Entries supplied –
____
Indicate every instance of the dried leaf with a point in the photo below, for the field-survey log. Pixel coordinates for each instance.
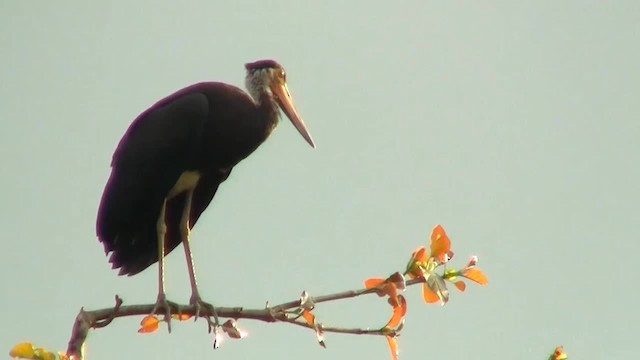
(393, 346)
(218, 337)
(22, 350)
(309, 317)
(148, 324)
(181, 317)
(398, 280)
(375, 282)
(399, 311)
(230, 327)
(320, 335)
(475, 274)
(306, 302)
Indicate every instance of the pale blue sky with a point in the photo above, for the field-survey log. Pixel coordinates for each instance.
(514, 124)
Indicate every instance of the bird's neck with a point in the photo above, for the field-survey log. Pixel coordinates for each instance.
(269, 108)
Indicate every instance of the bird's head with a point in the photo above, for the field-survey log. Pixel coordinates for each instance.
(267, 77)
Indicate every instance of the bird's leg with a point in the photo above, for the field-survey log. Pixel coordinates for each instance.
(195, 299)
(161, 301)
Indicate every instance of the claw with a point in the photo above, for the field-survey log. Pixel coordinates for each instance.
(199, 304)
(168, 306)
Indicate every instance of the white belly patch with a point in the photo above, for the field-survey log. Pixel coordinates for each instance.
(187, 181)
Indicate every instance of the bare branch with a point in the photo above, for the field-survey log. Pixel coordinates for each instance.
(86, 320)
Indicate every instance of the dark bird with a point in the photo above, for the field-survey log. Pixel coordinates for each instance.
(172, 159)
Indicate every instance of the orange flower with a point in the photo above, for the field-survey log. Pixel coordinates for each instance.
(399, 311)
(388, 286)
(558, 354)
(148, 324)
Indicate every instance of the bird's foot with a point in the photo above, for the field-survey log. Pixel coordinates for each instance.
(201, 305)
(168, 306)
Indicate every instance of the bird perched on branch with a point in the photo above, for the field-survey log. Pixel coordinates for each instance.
(171, 161)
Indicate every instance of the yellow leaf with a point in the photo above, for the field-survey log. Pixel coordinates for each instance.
(429, 295)
(417, 263)
(399, 312)
(393, 346)
(440, 243)
(460, 285)
(374, 282)
(22, 350)
(475, 274)
(148, 324)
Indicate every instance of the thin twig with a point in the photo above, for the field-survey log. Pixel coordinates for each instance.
(86, 320)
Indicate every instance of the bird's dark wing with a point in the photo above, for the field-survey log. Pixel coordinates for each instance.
(150, 158)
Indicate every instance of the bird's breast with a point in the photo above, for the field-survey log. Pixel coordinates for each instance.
(187, 181)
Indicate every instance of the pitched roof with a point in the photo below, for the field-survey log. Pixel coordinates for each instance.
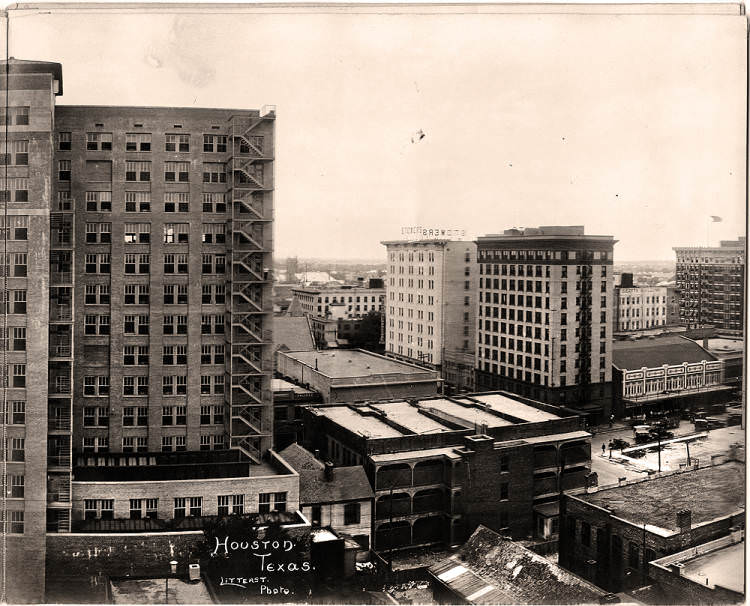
(653, 353)
(490, 569)
(300, 458)
(348, 484)
(293, 332)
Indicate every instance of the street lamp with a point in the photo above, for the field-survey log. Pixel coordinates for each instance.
(173, 569)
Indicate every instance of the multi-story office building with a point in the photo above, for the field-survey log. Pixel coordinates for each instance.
(137, 242)
(711, 285)
(639, 307)
(352, 302)
(544, 327)
(430, 294)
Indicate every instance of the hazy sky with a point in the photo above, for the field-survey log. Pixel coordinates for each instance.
(631, 125)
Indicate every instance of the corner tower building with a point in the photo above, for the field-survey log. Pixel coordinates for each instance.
(544, 317)
(137, 319)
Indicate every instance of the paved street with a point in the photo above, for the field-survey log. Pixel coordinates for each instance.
(609, 470)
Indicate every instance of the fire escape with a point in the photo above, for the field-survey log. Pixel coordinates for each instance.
(250, 365)
(584, 326)
(60, 392)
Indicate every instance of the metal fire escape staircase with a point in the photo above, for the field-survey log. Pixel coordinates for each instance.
(249, 367)
(60, 393)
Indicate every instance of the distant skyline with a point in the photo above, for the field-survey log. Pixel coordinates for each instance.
(633, 125)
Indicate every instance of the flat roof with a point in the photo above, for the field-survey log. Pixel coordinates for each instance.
(422, 453)
(366, 425)
(654, 353)
(354, 363)
(282, 385)
(557, 437)
(708, 492)
(504, 404)
(723, 567)
(410, 417)
(470, 415)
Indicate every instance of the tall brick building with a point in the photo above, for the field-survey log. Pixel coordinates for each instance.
(430, 306)
(545, 316)
(137, 242)
(711, 285)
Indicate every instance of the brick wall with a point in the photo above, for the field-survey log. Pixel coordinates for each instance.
(611, 568)
(166, 492)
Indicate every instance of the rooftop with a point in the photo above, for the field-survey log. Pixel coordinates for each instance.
(653, 353)
(282, 385)
(366, 425)
(491, 569)
(463, 411)
(708, 492)
(300, 458)
(347, 484)
(724, 567)
(165, 466)
(506, 405)
(293, 333)
(388, 419)
(544, 232)
(354, 363)
(410, 417)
____
Short exercise –
Everything from the line containing "Indicate every instance of the metal" through the final line of the listing, inclusive, must be reproduced exactly; leave out the rest.

Task result –
Indicate every instance of the metal fire escape staircase with a point in the photo above, for the field-survey log. Pixel coordinates for each instance.
(249, 367)
(60, 393)
Indicate every instance of the distant skyline with a point in the photo above, for the field-survey log. Pixel coordinates for each instance.
(633, 125)
Indicate every instance of the flat roof with a point in the photo above, for the field-survey log. Pixel coordinates for each instance.
(422, 453)
(366, 425)
(654, 353)
(354, 363)
(282, 385)
(557, 437)
(708, 492)
(504, 404)
(723, 567)
(410, 417)
(470, 415)
Indicate every instance of the tall brick building with a point in the photo above, for the field-survey log. Pixel coordinates for each instance.
(430, 306)
(545, 316)
(137, 242)
(711, 285)
Indicate every instance of the brick wall with a point in the photo above, for the field-survey log. Pixel coordinates for each instance.
(611, 568)
(166, 492)
Indicate every instance of the rooftop with a point in the photo above, for the field-survey log. Pixel coordinates for each instance.
(653, 353)
(282, 385)
(366, 425)
(491, 569)
(463, 411)
(708, 492)
(300, 458)
(347, 484)
(724, 567)
(165, 466)
(506, 405)
(293, 333)
(388, 419)
(544, 232)
(354, 363)
(410, 417)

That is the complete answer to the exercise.